__Your assignment__.
From the material below, tally every line containing "trash"; reply with the total only.

__Records provided__.

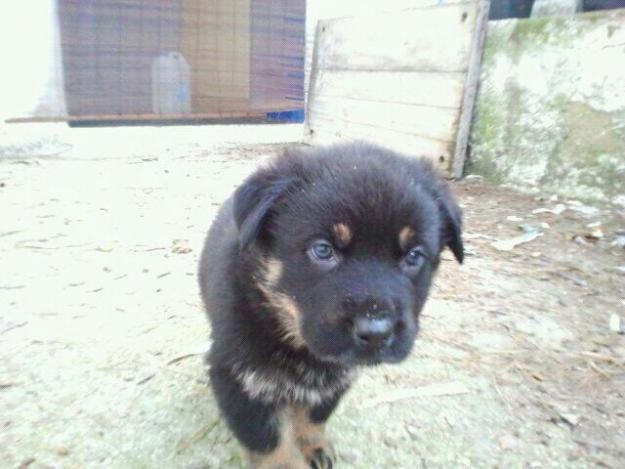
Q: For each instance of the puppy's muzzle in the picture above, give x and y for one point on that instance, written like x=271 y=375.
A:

* * *

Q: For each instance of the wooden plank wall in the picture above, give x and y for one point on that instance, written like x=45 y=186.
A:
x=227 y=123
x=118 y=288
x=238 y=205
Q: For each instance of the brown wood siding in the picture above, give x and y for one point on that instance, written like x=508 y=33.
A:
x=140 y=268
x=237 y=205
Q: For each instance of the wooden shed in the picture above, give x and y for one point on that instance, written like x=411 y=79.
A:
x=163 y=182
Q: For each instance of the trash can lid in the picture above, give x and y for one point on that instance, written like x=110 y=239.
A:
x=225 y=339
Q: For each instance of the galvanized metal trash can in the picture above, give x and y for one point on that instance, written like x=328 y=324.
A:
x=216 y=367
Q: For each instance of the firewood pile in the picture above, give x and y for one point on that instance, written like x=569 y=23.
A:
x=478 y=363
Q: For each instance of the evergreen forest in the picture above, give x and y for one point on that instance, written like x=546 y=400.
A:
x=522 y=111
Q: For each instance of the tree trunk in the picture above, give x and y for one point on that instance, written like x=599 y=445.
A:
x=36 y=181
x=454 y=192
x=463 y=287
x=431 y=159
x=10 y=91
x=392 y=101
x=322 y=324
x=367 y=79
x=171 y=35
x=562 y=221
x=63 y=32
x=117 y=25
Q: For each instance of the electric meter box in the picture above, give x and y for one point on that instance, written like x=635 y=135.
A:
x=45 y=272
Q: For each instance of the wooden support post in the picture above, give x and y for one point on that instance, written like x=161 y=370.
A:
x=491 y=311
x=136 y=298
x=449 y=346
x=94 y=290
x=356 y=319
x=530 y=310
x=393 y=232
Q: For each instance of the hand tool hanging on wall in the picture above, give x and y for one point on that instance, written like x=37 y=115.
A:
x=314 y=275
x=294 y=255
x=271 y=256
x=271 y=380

__Solved exercise__.
2